**What is required:**
What you return should be every line below, word for word, and none of the images.

**Provided information:**
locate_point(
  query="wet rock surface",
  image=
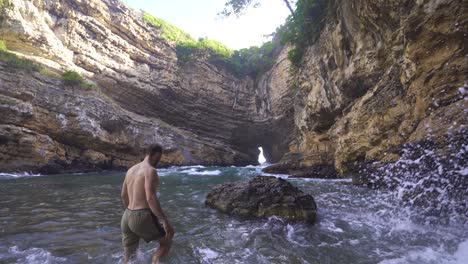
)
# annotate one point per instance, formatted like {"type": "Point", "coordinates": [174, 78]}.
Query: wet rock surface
{"type": "Point", "coordinates": [263, 196]}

**Reply to the exercise:**
locate_point(
  query="wet rock surface",
  image=
)
# annotate one point per instance, formatted like {"type": "Point", "coordinates": [174, 78]}.
Query: wet rock surface
{"type": "Point", "coordinates": [263, 196]}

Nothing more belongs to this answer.